:: How to complete this task ::
Identify the line in which "Phrase: decorative vase" appears, then reproduce that line and all remaining lines of the records word for word.

(Natural language region descriptions)

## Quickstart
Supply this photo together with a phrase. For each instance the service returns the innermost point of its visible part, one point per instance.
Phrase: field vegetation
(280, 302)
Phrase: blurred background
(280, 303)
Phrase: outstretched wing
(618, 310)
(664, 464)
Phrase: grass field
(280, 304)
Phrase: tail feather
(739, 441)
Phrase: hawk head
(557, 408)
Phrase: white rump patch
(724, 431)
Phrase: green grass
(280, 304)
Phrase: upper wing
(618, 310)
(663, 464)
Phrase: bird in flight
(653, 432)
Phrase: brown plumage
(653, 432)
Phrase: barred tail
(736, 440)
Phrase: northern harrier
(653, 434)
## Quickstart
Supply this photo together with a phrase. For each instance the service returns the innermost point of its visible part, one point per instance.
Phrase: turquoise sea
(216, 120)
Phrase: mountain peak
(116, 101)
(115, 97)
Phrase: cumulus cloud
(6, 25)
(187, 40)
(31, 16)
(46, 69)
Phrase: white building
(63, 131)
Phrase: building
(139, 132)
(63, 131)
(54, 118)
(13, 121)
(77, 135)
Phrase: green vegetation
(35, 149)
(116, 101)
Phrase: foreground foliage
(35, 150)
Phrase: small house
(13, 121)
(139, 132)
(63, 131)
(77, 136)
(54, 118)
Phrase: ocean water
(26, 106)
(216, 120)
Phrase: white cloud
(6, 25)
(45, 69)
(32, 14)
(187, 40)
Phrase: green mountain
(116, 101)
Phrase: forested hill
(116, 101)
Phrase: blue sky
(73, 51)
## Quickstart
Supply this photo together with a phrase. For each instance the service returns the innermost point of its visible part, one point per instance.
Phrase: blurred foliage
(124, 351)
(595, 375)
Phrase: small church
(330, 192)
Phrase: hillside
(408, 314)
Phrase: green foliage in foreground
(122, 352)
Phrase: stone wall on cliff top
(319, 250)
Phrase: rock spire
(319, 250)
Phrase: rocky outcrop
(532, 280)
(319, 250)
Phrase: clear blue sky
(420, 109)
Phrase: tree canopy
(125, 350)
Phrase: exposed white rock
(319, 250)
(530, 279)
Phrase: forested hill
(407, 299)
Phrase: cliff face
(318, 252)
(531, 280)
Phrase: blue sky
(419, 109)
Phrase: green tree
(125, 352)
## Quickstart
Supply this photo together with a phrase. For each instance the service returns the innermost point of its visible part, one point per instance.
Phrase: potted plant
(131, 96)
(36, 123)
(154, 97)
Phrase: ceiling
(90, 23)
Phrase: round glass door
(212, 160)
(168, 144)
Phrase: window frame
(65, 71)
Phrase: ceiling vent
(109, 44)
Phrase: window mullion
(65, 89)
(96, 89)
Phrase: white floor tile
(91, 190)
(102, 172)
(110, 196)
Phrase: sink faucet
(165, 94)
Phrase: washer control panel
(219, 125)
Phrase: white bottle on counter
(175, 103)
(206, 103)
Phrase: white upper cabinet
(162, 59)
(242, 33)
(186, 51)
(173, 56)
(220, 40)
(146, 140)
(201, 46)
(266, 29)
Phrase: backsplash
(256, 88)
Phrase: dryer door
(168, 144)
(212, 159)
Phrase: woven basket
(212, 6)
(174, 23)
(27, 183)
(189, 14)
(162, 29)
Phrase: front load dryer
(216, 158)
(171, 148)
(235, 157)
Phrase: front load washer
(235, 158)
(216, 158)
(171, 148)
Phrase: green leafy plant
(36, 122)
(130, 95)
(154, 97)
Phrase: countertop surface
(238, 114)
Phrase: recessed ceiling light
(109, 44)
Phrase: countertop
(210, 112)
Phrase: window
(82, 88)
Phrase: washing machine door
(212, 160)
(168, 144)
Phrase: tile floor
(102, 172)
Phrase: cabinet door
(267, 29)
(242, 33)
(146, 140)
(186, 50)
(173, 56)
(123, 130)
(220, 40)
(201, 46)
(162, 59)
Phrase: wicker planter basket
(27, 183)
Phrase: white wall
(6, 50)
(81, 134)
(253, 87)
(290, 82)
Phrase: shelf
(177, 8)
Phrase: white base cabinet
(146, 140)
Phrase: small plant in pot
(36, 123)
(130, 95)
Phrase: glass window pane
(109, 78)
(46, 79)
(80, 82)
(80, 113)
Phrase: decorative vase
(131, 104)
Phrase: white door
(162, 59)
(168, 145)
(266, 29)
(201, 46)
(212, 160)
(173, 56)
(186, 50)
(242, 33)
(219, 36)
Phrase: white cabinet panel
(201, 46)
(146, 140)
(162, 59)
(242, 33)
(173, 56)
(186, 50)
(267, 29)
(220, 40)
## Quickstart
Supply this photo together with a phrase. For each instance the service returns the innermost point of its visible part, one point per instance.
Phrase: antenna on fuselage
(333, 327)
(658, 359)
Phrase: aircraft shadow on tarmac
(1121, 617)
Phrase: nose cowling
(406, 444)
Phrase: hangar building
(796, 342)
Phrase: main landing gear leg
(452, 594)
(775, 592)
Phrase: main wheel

:: Output ::
Phrase: decorative vase
(131, 104)
Phrase: white door
(162, 59)
(168, 145)
(266, 29)
(201, 46)
(212, 160)
(173, 56)
(186, 50)
(242, 33)
(219, 36)
Phrase: white cabinet panel
(201, 46)
(146, 140)
(162, 59)
(242, 33)
(173, 56)
(186, 50)
(267, 29)
(220, 40)
## Quickstart
Supply this photo together with a phrase. For each instance the service returns the innermost point of its visible part, one point per instance.
Phrase: antenna on fuselage
(333, 327)
(658, 359)
Phrase: aircraft shadow on tarmac
(1121, 617)
Phrase: nose cowling
(406, 444)
Phrase: hangar building
(796, 342)
Phrase: main landing gear leg
(452, 594)
(775, 592)
Phrase: main wheel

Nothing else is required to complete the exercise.